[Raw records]
>>>

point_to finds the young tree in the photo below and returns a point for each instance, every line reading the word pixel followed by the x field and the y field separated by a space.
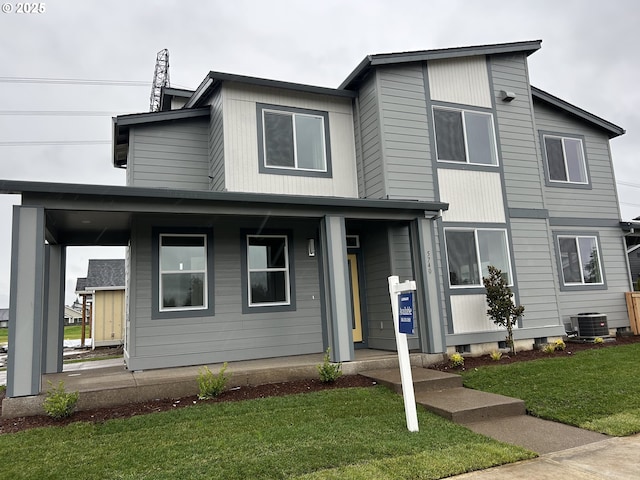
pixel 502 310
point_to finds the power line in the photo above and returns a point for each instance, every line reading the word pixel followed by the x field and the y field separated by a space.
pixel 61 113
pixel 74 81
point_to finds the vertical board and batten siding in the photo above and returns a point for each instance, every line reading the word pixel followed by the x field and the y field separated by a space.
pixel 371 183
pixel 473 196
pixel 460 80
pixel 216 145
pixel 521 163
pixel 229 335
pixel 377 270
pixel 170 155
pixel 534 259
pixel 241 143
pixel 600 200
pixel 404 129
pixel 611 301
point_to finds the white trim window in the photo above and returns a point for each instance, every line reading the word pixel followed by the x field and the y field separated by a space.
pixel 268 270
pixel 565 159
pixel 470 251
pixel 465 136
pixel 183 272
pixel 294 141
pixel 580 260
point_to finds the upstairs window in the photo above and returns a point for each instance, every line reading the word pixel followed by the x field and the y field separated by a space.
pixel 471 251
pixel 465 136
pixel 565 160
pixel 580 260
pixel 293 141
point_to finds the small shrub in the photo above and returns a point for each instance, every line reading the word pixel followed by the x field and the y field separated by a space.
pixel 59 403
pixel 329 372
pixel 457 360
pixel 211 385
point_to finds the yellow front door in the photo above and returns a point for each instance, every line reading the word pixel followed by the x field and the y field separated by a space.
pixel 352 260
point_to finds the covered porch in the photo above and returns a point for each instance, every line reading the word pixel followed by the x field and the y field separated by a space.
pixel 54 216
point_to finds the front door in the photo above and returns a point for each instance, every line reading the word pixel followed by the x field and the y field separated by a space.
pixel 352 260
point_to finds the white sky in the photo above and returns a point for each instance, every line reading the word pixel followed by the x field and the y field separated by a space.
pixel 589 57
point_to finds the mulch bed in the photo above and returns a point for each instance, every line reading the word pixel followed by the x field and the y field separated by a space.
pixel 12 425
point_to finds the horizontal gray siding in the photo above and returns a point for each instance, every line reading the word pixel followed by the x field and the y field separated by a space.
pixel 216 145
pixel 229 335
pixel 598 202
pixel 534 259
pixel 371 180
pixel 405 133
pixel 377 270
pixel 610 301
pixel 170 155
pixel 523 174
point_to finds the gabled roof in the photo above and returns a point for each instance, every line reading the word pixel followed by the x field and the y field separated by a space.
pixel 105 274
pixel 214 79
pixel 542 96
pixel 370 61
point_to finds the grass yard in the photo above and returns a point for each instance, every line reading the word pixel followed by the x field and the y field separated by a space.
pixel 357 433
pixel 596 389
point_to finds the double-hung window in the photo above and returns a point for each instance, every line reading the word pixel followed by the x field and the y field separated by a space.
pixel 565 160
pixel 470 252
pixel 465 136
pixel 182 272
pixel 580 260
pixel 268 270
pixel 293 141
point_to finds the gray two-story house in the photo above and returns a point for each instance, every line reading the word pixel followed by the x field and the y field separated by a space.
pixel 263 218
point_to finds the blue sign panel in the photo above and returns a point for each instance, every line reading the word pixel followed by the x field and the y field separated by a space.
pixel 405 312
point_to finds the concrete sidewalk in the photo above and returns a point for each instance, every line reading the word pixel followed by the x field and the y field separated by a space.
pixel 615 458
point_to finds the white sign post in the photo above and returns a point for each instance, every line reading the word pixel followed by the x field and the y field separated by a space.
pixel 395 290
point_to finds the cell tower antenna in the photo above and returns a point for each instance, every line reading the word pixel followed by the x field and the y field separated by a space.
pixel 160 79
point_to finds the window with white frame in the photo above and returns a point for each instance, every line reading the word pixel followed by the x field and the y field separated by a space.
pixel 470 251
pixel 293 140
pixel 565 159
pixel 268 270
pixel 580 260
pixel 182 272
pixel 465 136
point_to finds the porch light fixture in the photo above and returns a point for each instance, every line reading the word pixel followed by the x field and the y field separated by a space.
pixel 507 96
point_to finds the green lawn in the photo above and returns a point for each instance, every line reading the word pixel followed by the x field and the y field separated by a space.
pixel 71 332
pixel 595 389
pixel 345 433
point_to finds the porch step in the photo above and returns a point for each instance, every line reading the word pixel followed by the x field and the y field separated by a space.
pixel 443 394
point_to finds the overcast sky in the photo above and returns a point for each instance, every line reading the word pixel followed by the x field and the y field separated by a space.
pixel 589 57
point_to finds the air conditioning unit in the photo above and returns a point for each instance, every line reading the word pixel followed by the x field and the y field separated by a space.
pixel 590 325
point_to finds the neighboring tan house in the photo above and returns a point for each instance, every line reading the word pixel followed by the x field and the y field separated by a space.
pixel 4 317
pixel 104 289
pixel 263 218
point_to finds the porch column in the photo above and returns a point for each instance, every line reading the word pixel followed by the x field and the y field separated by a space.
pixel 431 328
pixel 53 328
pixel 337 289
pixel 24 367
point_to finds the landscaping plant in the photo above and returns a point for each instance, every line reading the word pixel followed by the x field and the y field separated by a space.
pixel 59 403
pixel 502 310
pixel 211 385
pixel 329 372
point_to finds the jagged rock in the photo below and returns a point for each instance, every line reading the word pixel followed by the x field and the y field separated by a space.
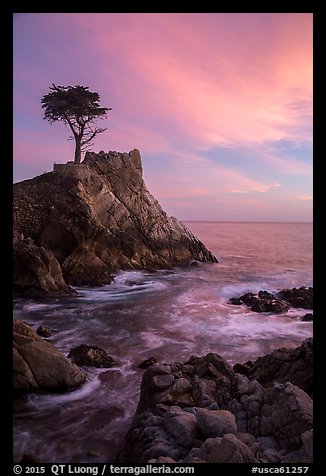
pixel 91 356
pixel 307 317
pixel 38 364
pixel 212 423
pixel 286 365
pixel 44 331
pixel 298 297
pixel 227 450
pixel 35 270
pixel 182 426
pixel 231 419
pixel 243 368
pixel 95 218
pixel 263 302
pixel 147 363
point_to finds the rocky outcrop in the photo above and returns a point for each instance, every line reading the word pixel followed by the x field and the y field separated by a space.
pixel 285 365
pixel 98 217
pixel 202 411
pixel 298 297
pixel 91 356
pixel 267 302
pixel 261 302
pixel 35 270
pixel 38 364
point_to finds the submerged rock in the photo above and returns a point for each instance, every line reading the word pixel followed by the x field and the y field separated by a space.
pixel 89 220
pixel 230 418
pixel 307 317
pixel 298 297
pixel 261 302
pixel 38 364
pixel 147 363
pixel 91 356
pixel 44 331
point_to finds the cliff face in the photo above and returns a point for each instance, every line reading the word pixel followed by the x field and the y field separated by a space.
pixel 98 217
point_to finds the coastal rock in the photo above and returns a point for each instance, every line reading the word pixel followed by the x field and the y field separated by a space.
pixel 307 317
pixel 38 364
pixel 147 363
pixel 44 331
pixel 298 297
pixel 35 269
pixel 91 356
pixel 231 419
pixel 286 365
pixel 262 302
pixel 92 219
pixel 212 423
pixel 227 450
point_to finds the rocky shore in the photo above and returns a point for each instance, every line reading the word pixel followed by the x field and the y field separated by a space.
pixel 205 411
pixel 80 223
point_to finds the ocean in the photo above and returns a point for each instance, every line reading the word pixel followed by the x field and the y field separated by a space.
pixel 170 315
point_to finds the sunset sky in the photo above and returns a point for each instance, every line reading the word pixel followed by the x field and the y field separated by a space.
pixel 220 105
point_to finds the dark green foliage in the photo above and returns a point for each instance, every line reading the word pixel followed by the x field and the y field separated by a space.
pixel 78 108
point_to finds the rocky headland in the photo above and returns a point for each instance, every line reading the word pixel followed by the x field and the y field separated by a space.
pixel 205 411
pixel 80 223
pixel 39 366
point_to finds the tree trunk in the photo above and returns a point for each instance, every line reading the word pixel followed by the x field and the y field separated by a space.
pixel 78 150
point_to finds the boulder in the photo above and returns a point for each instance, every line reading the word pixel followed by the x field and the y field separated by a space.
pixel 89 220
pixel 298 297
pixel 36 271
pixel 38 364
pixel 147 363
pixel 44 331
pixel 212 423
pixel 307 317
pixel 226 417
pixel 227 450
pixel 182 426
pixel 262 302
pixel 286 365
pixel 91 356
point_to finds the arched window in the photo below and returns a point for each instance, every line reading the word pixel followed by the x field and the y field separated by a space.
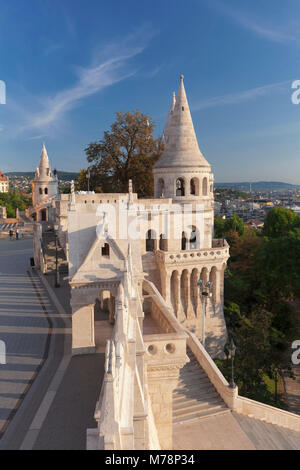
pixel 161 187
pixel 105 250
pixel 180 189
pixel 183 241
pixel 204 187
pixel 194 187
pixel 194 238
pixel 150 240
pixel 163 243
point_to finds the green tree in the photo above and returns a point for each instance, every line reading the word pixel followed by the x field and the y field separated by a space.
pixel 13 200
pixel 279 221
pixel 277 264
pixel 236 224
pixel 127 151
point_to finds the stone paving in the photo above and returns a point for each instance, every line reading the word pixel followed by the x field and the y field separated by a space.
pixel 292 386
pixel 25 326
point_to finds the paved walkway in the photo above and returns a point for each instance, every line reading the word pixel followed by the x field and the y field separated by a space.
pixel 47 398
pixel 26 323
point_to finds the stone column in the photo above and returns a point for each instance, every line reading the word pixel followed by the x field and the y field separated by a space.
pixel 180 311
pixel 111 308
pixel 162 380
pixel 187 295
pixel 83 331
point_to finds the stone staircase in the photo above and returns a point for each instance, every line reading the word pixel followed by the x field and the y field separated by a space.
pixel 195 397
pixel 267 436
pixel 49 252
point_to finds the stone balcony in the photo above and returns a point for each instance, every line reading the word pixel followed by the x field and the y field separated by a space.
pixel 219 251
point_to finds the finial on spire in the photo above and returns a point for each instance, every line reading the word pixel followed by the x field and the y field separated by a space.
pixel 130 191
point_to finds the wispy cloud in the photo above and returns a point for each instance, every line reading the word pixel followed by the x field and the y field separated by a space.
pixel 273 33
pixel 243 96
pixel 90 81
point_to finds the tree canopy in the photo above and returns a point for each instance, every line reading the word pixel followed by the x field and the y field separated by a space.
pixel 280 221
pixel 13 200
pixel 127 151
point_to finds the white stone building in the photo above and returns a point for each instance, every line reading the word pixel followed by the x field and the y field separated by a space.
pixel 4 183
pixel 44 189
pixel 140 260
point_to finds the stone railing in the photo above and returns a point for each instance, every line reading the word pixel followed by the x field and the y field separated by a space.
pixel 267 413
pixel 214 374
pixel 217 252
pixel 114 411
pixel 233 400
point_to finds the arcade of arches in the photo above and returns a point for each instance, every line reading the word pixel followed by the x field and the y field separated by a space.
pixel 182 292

<<<
>>>

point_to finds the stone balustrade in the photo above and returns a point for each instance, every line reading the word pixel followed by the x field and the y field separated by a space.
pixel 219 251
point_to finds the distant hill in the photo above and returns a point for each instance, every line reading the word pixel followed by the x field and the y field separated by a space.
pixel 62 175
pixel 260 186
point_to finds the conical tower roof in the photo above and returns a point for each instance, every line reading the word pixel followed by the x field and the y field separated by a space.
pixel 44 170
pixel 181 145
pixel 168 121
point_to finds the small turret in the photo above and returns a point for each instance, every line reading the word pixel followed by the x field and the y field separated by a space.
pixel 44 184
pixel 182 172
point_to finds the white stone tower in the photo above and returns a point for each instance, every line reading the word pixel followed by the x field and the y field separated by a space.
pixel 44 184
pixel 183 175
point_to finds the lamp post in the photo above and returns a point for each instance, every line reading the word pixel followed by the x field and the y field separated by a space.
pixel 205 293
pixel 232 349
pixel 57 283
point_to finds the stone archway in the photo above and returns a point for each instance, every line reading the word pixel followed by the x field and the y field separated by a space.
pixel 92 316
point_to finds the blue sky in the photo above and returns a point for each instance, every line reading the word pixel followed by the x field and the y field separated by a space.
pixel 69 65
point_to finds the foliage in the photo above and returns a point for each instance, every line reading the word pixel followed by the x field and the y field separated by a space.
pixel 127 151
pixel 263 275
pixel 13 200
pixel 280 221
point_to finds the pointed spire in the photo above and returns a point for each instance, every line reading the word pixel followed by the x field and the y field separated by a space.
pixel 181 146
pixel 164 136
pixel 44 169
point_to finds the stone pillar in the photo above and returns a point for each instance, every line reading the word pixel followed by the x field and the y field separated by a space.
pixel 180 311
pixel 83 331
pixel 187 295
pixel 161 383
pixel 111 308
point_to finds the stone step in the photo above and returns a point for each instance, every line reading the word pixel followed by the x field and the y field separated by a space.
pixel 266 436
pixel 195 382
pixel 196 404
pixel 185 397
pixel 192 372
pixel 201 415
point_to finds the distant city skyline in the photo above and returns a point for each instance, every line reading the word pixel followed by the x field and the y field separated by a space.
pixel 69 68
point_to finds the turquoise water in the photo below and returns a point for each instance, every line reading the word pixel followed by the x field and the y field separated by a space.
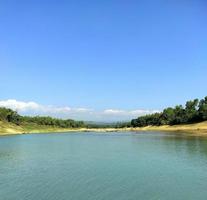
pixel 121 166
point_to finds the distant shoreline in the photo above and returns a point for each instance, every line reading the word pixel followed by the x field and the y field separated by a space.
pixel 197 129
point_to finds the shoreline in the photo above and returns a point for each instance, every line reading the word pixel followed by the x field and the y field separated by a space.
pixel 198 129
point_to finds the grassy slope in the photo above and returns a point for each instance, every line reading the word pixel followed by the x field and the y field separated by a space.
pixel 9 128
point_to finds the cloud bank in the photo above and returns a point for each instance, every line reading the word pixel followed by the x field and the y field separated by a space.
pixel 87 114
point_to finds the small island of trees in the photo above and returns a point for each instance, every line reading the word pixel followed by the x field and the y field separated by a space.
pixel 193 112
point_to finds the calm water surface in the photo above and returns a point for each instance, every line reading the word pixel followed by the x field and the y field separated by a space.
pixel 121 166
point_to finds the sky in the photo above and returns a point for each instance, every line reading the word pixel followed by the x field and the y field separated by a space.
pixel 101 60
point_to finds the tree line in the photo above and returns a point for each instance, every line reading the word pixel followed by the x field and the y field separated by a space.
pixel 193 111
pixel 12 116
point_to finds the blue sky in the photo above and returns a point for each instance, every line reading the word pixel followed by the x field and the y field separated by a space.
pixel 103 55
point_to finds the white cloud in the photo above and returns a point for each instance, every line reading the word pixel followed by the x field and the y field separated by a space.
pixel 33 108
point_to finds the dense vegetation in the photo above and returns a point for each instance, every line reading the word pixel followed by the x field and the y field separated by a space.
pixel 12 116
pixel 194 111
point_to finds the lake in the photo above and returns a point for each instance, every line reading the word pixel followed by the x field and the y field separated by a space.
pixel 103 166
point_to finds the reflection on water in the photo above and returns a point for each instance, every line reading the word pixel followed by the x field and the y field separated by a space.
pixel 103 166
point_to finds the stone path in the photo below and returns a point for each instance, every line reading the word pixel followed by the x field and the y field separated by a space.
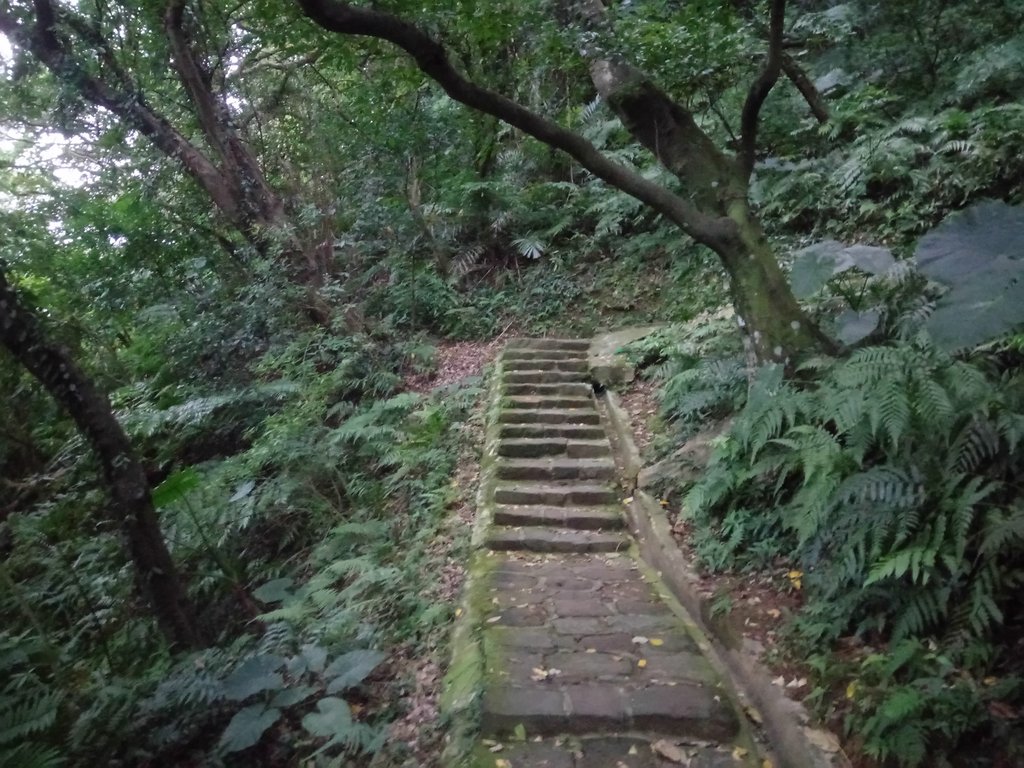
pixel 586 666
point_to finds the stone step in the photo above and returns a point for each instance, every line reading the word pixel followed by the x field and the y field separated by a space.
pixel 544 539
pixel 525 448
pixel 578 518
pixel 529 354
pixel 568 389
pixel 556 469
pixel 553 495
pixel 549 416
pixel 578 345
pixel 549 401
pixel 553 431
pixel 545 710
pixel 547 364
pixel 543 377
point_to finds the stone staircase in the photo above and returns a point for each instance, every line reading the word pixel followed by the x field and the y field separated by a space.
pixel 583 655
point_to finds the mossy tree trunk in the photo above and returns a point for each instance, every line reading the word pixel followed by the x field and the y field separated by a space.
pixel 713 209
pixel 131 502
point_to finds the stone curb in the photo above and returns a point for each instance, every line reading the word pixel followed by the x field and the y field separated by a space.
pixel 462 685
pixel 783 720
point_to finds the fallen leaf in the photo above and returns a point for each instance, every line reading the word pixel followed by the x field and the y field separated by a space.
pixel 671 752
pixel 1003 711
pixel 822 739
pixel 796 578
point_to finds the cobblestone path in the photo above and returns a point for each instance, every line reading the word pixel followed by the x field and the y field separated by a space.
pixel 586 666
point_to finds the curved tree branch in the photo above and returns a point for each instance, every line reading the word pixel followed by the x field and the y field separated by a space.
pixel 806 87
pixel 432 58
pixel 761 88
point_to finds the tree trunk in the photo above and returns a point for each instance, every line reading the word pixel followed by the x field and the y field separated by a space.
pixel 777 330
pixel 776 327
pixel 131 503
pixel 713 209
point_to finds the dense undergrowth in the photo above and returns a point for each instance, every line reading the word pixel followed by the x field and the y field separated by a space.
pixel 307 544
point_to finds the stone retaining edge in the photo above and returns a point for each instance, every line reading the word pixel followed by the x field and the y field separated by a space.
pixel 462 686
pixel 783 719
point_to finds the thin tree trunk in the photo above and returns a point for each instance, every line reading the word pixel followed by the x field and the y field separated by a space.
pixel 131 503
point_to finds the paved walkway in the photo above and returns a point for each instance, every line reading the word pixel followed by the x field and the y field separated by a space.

<<<

**PROBLEM TO WORK ON:** Which lines of the listing above contain the word "dense"? Copy each of those lines.

**WRITTEN REPLY:**
point_to finds the dense vegetation in the photo above and returns a point for each instance, every line reading the word pixel followed by the x field and the y field separated by a space.
point_to finds the dense undergrowth in the photo above and returns a point for each instance, every line reading the word pixel followed by the x field and the y field separated by a space.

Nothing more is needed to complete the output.